* BEGIN PROVIDED TEXT *

I'm a regular poster on a Classical music forum and that (massive umbrella of a) genre is by far my favourite, although I have been exploring other genres more and more lately.

It is guessable then why this thread was of such interest: what is considered 'old music' is, for someone like me, relatively very new in the context of just how far the history of great music goes back. Even a poster who is trying to defend 'old music' can say something like:

"Lol; people who can't appreciate music from before 1980 need a nice kick in the back of the head, as most of what you guys seem to like/appreciate is either diluted, derivative of, or simply influenced heavily from what was done back in the late 60's and 70's anyway (across ALL genres), so what's stopping you from spelunking some and seeing what you might have missed?

Personally, I'm also somewhere in the middle. I keep an eye what comes out regularly, but I don't make-believe that there isn't forty to fifty years of great music behind this generation either."

It's fascinating to me that this poster, defending old music, considers there to be only "forty to fifty years of great music behind this generaton." Classical has literally only been mentioned once in this entire thread: in a thread of 'old music', it is simply as if it does not even exist and that music started 50 years ago.

* END PROVIDED TEXT *

**TO DO:** Please transcribe the forum post on old music word for word, starting at "It's fascinating to" and ending at "50 years ago.". The lines have no part in this.

* BEGIN ITEMS *

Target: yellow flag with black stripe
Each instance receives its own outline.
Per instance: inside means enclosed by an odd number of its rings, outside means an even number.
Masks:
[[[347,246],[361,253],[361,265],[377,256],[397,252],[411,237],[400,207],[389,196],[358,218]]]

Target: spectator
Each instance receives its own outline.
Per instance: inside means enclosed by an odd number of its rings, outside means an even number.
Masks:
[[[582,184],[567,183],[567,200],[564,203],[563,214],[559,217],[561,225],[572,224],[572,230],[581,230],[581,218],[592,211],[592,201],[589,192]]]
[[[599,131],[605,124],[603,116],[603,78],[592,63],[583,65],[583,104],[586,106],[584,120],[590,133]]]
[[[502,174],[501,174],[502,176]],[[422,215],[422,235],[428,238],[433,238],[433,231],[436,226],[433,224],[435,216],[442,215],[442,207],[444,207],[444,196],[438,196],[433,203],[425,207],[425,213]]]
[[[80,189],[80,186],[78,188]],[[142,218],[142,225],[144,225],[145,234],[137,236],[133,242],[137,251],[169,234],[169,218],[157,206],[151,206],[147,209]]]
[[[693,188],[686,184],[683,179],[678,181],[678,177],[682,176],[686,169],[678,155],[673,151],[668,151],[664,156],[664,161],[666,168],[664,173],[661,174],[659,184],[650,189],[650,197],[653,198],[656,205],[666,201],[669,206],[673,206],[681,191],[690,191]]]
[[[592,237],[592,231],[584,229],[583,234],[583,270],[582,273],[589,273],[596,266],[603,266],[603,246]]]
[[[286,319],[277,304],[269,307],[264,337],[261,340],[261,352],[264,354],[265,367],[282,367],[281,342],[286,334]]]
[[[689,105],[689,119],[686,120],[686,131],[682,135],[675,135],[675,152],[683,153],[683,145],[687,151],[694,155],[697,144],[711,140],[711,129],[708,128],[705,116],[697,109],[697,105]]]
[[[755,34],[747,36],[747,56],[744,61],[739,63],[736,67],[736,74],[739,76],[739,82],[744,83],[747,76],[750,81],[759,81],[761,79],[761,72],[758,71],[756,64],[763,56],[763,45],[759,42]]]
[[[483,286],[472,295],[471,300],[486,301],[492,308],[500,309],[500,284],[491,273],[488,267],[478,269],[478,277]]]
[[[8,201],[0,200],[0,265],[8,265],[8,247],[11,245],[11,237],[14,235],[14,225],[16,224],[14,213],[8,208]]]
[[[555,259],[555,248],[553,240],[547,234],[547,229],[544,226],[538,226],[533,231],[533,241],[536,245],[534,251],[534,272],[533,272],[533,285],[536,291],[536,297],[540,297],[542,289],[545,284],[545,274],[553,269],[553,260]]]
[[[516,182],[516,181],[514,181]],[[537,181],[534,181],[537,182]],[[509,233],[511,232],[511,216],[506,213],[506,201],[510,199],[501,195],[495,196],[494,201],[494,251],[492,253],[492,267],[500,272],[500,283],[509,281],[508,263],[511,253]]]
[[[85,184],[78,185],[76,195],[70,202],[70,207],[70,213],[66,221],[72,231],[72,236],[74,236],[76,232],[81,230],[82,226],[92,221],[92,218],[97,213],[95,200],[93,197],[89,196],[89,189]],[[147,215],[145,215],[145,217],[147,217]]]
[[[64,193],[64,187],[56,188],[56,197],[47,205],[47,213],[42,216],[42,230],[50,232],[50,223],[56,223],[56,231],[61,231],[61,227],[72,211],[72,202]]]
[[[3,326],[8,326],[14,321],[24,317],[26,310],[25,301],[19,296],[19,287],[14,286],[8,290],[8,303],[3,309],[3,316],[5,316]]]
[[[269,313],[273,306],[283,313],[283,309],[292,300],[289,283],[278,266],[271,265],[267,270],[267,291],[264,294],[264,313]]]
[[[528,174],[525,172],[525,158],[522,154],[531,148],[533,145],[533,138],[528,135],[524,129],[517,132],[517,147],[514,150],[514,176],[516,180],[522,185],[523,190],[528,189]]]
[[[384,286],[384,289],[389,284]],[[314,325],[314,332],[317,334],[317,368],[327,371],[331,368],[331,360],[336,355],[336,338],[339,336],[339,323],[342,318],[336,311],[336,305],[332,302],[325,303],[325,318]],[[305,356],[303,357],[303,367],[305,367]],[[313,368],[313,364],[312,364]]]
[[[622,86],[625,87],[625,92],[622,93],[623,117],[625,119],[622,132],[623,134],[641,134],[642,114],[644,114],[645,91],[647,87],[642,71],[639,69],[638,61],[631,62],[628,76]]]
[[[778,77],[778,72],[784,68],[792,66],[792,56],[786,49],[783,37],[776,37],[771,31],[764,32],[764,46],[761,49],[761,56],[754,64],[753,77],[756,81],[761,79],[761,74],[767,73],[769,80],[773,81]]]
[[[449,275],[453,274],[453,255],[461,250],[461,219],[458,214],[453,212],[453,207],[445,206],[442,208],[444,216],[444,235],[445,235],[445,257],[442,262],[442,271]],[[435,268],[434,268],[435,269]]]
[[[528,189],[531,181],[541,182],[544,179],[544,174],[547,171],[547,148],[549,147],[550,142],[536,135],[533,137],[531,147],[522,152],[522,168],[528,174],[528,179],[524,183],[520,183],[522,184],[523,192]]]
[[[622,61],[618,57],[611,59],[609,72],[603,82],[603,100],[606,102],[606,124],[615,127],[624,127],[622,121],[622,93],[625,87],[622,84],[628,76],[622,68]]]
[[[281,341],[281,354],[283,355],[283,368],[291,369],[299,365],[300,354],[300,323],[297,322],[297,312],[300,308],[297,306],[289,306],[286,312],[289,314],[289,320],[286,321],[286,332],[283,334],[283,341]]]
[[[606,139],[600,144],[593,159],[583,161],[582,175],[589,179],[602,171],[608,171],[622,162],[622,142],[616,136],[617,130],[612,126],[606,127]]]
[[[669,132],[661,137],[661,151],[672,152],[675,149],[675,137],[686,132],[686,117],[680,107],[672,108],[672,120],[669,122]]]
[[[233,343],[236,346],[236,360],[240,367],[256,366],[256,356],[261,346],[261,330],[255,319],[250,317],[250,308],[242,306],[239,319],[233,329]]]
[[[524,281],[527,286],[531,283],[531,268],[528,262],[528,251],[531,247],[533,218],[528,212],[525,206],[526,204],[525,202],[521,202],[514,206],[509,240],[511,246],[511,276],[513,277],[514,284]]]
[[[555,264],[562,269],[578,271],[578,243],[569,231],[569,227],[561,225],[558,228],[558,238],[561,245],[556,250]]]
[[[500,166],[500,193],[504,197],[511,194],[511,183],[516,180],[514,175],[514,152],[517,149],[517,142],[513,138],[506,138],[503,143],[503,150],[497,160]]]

* END ITEMS *
* BEGIN ITEMS *

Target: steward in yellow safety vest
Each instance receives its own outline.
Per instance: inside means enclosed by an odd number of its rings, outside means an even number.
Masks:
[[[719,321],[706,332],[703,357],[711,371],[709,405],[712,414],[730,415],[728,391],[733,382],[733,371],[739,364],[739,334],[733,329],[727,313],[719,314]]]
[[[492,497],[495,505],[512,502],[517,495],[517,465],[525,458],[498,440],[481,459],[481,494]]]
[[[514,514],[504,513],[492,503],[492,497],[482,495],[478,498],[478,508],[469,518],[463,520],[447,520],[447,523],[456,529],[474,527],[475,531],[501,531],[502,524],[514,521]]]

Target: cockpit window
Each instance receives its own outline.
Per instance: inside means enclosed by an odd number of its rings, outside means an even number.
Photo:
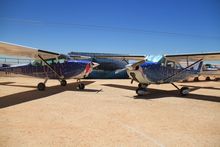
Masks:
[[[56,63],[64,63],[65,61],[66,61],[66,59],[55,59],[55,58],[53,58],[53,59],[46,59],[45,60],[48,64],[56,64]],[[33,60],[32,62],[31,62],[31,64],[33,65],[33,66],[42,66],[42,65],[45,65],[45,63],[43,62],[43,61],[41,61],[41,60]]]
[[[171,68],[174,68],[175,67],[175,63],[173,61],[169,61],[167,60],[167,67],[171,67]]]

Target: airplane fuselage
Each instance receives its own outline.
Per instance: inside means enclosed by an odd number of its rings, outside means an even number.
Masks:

* END ITEMS *

**FINISHED TASK:**
It's fascinating to me that this poster, defending old music, considers there to be only "forty to fifty years of great music behind this generaton." Classical has literally only been mentioned once in this entire thread: in a thread of 'old music', it is simply as if it does not even exist and that music started 50 years ago.